- **Textauszug**:
══════════════════════════════
Trinkgeld und Bakschisch

Eigentlich müsste der Titel oben Trinkgeld = Bakschisch heißen, denn von unserem Verständnis her ist Trinkgeld und Bakschisch das Gleiche. Dennoch fällt es uns sehr schwer, von einem Trinkgeld zu sprechen, wenn ein Ägypter für einen in unseren Augen völlig überflüssigen Dienst grinsend seine Hand aufhält und „Bakschisch, Bakschisch“ fordert. Doch was ist Bakschisch überhaupt und warum ist es in Ägypten so weit verbreitet?

Warum gibt es Bakschisch?

Kunstwerk aus Handtüchern
In vielen Hotels/auf vielen Nilkreuzfahrtschiffen werden die Besucher mit hübsch drapierten Kunstwerken aus Handtüchern überrascht. Manchmal auch nur, wenn entsprechendes Bakschisch auf dem Bett liegt…

Jeder von Bakschisch-Jägern dezent genervte Tourist wird sich schon einmal diese Frage gestellt haben: Warum will eigentlich jeder Bakschisch von mir?! Ganz einfach: Die muslimische Religion schreibt den Gläubigen vor, den Armen Almosen zu geben. Auch wenn die meisten Touristen wohl nicht dem Islam angehören, sind wir Europäer für die Ägypter unendlich reich. Schließlich können wir es uns leisten, in ein Flugzeug zu steigen und in ihr Land zu fliegen. Ein kleines Trinkgeld von uns zu erhalten, ist also für einen Ägypter mehr als legitim.

Dabei dürft ihr Bakschisch aber nicht mit Betteln verwechseln, das in Ägypten verboten ist. Es ist vielmehr ein kleiner Obolus für eine Gefälligkeit – egal wie überflüssig sie in unseren Augen auch sein mag. Die Ägypter sind dabei sehr erfinderisch und leider manchmal auch sehr aufdringlich, was Nerven wie Drahtseile erfordern kann. Da kommt einer angelaufen und möchte die leichte Reisetasche zwei Meter vom Gepäckwagen bis zum Auto tragen, der nächste möchte einem die Wandbilder in einem Grab/Tempel näher erklären, obwohl man eigentlich nur in Ruhe den wunderbaren Ort genießen möchte, und ein kleiner Junge möchte dir penetrant mit einem völlig verdreckten Lappen die Schuhe putzen.
══════════════════════════════
- **Aufgaben und Übungen**:
1 – Beantworten Sie zum Text über Trinkgeld und Bakschisch kurz folgende Fragen:
(a) Was schreibt die muslimische Religion den Gläubigen vor?
(b) Was ist in Ägypten verboten?
(c) Womit werden Besucher in vielen Hotels und auf vielen Nilkreuzfahrtschiffen überrascht?
2 – Geben Sie den Text über Trinkgeld und Bakschisch zwischen „Eigentlich müsste der“ und „so weit verbreitet?“ einschließlich wieder und ändern Sie dabei „grinsend“ in „lächelnd“.
3 – Schreiben Sie den Text über Bakschisch in Ägypten im Anschluss an seinen letzten Satz weiter.

- **Gezeigtes Material**:
══════════════════════════════
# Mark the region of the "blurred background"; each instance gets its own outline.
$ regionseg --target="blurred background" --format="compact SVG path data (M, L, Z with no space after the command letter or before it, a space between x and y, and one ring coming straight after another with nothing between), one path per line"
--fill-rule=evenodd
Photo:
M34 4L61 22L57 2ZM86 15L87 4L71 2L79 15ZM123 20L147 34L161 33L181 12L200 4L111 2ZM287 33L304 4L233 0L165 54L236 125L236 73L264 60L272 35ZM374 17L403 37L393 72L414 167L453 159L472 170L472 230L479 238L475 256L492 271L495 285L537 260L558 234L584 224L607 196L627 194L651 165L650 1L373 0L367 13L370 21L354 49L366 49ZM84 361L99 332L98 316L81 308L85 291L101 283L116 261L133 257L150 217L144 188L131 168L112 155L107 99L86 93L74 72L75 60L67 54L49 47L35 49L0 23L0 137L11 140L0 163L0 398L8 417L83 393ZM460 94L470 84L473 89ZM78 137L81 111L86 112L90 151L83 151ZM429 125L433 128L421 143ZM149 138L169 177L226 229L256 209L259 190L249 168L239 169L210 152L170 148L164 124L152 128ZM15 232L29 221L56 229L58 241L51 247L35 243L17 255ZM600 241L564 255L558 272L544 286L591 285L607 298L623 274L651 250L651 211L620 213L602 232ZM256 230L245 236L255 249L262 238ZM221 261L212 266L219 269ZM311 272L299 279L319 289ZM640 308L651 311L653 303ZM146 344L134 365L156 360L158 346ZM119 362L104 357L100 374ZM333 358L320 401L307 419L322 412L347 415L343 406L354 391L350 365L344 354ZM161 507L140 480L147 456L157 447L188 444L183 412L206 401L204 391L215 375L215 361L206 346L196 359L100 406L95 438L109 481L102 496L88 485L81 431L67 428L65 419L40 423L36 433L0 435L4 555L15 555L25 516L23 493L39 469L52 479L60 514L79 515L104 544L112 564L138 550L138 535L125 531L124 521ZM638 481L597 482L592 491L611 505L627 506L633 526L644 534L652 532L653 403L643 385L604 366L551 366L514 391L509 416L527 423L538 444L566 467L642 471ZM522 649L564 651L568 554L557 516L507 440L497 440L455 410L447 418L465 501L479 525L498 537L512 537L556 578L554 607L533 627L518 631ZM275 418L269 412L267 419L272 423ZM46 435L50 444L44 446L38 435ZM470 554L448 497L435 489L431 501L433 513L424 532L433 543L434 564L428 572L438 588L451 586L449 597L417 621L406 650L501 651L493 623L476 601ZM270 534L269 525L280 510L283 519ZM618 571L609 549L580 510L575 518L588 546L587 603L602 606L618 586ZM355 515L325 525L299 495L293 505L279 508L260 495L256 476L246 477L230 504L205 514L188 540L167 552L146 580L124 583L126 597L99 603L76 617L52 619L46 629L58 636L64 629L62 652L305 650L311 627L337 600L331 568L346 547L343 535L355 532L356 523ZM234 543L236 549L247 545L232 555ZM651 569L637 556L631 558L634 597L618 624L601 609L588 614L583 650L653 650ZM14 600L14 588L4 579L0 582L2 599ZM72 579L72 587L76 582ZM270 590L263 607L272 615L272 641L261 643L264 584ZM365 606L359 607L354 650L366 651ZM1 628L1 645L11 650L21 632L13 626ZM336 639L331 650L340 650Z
══════════════════════════════
- **Erwartete Antworten**:
1 –
(a) Den Armen Almosen zu geben.
(b) Betteln.
(c) Mit hübsch drapierten Kunstwerken aus Handtüchern.

2 –
Eigentlich müsste der Titel oben Trinkgeld = Bakschisch heißen, denn von unserem Verständnis her ist Trinkgeld und Bakschisch das Gleiche. Dennoch fällt es uns sehr schwer, von einem Trinkgeld zu sprechen, wenn ein Ägypter für einen in unseren Augen völlig überflüssigen Dienst lächelnd seine Hand aufhält und „Bakschisch, Bakschisch“ fordert. Doch was ist Bakschisch überhaupt und warum ist es in Ägypten so weit verbreitet?

3 –
Kinder und Bakschisch

Kleiner Junge
Wer in das offene und freundliche Gesicht der ägyptischen Kinder blickt, der zückt gerne mal den Geldbeutel und gibt Bakschisch. Doch die Kinder sollten lieber in die Schule gehen, als Touristen anzubetteln.

Überhaupt sind Kinder besonders kreative Bereiche in Sachen Bakschisch. Kinder werden gern vorgeschickt, meist kleine, ganz niedliche Kinder, die dann gern auch schon mal schniefend vor einem stehen und weinerlich etwas vor sich hin brabbeln. Wenn sie dann die Hand aufhalten, ist man schon froh, wenn sie nicht dennoch losweinen. Und oft kommt dann auch noch ein Onkel oder Cousin vorbei, der verspricht, den Dreikäsehoch heil und sicher nach Hause zu bringen – gegen ein bisschen Bakschisch versteht sich.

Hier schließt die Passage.